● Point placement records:
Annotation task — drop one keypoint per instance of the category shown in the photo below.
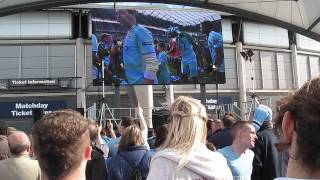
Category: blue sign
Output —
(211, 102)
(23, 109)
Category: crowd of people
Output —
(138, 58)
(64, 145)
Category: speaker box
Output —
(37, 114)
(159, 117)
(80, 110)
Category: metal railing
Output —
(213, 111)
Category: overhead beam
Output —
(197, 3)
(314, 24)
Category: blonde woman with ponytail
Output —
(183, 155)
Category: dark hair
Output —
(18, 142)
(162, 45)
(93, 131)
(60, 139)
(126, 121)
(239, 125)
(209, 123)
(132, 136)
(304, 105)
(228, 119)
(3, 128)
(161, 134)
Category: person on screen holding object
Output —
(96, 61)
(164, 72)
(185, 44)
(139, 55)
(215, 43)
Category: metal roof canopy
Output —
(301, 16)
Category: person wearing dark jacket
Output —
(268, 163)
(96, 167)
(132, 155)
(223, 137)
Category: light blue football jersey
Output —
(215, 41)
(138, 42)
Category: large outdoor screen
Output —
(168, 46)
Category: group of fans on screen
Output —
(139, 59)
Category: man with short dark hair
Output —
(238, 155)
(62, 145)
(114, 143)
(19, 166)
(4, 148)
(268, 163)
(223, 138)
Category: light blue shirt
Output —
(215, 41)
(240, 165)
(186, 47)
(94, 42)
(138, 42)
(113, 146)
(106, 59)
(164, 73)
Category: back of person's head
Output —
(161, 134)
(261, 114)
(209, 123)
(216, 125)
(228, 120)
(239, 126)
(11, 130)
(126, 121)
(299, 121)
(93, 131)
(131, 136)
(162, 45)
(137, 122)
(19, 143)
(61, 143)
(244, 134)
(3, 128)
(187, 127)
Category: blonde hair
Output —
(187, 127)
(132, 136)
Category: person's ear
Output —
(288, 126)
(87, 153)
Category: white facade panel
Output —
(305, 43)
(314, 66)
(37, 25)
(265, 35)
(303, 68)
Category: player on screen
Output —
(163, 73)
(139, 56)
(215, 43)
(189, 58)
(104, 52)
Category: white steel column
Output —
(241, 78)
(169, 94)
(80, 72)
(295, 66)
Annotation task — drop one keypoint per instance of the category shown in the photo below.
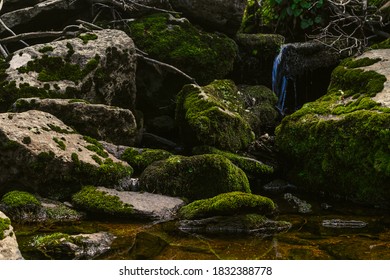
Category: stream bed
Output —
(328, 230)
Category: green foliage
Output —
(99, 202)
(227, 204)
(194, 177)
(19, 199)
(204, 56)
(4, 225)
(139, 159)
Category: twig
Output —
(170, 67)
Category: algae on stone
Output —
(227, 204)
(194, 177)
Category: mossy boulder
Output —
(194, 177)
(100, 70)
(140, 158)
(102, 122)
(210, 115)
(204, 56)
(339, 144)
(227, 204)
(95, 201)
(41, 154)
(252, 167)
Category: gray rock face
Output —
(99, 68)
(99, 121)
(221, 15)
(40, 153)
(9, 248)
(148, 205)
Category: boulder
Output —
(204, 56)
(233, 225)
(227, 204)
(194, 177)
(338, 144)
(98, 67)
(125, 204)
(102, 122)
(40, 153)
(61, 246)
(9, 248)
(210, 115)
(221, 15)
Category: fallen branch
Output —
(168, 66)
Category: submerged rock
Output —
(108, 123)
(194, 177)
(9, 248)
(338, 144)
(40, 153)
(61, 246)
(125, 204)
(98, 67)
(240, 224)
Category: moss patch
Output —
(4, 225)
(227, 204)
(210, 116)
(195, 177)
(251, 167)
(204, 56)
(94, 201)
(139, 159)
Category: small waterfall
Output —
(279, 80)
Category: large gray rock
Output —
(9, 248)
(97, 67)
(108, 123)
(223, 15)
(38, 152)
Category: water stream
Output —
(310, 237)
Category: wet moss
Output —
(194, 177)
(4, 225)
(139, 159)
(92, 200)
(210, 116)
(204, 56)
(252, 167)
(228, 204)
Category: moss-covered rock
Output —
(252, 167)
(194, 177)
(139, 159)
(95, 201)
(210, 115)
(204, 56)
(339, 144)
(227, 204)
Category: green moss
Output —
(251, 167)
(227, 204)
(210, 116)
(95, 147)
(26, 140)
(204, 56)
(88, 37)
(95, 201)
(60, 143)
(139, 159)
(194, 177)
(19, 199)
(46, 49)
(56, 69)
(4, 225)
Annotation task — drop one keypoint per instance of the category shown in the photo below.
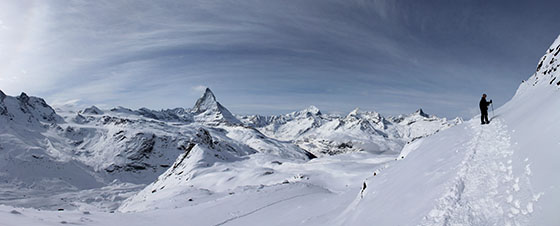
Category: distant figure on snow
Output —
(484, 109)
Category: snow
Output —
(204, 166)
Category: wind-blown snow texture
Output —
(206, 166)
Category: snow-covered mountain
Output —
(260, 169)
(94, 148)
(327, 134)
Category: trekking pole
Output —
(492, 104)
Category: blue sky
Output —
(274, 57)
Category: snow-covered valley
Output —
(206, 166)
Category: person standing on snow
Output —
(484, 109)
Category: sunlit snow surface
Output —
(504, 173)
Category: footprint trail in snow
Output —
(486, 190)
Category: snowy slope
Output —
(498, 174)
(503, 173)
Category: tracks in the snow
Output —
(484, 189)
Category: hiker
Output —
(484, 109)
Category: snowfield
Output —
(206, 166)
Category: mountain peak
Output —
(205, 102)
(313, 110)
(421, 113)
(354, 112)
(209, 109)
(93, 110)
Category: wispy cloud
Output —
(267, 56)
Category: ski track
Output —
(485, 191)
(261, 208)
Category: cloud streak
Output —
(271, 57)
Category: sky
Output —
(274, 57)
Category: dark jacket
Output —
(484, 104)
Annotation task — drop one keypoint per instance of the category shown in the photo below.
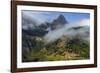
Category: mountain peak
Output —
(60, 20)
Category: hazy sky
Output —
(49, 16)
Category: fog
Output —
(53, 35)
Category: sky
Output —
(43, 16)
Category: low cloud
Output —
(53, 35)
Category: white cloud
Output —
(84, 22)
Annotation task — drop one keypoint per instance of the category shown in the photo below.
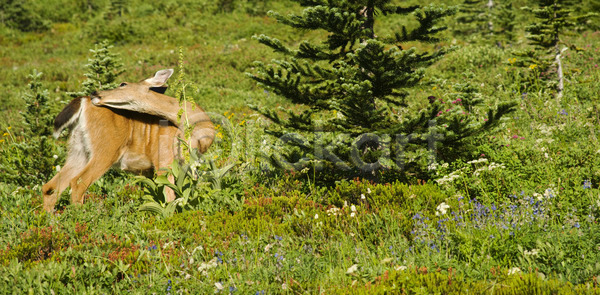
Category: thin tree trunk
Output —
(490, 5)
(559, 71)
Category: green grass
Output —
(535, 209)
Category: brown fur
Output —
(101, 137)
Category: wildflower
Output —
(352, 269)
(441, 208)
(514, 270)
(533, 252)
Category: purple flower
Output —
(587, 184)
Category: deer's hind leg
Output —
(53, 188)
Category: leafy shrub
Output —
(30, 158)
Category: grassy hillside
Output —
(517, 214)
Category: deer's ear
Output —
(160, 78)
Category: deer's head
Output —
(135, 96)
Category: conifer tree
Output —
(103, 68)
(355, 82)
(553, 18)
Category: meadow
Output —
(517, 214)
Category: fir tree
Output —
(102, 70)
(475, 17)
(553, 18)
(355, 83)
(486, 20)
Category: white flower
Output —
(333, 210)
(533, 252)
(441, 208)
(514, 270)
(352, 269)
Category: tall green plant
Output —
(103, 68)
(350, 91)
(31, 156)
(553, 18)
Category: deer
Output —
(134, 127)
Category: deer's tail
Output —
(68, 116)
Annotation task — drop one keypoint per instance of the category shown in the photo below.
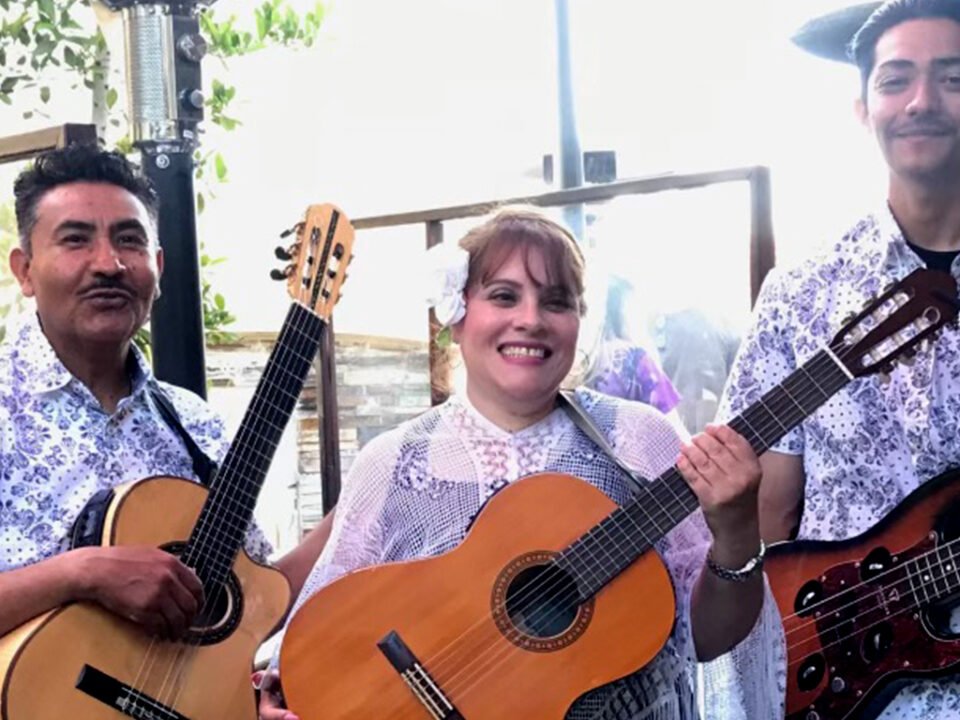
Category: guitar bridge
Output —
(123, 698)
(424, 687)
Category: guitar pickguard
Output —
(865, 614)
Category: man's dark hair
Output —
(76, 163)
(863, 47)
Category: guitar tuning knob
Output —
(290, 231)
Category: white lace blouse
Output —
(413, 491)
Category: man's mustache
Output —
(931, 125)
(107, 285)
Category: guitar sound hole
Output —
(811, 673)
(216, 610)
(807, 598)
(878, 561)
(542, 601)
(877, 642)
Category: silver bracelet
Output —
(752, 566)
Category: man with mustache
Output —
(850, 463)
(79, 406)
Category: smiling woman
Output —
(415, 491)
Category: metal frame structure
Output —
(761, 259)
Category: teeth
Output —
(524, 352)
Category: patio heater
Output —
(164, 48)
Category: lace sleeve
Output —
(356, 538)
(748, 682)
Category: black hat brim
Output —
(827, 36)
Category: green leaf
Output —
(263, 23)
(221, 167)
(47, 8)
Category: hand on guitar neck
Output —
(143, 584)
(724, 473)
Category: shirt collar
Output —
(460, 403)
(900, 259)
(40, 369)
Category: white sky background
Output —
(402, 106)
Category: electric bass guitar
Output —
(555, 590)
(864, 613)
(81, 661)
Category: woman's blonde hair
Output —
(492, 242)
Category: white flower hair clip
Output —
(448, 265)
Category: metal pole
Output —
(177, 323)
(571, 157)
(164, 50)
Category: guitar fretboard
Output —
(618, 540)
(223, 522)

● What is asked:
Only the lines from the one containing "Category: tall green plant" through the last line of the records above should be repeated, exactly and without pictures.

● Problem solution:
Category: tall green plant
Output —
(103, 68)
(350, 91)
(31, 156)
(553, 18)
Category: deer
Output —
(134, 127)
Category: deer's tail
Output —
(68, 116)
Annotation task — drop one keypoint per instance of the category shown in the photo below.
Category: guitar bridge
Output —
(123, 698)
(424, 687)
Category: guitar pickguard
Output —
(865, 614)
Category: man's dark hair
Output —
(76, 163)
(863, 47)
Category: guitar tuning knob
Output —
(290, 231)
Category: white lace blouse
Output —
(413, 491)
Category: man's mustache
Output —
(931, 125)
(107, 285)
Category: guitar sound hole
Output —
(811, 673)
(216, 610)
(807, 598)
(878, 561)
(542, 601)
(877, 642)
Category: silver bracelet
Output —
(752, 566)
Category: man with mustache
Output —
(850, 463)
(79, 406)
Category: smiling woman
Output —
(415, 491)
Category: metal frame structure
Output —
(761, 259)
Category: teeth
Output —
(524, 352)
Category: patio heater
Output —
(164, 48)
Category: lace sleeve
Output —
(356, 538)
(748, 682)
Category: black hat brim
Output —
(827, 36)
Category: green leaf
Output —
(263, 23)
(221, 167)
(47, 8)
Category: hand on guitar neck
Output —
(143, 584)
(724, 473)
Category: shirt collar
Output —
(460, 403)
(900, 259)
(40, 369)
Category: white sky background
Output —
(402, 106)
Category: electric bass guitar
Output —
(555, 590)
(864, 613)
(81, 661)
Category: woman's blonde hair
Output —
(492, 242)
Category: white flower hair clip
Output —
(448, 265)
Category: metal pole
Output —
(177, 323)
(571, 157)
(164, 50)
Category: guitar fretboard
Output —
(618, 540)
(223, 522)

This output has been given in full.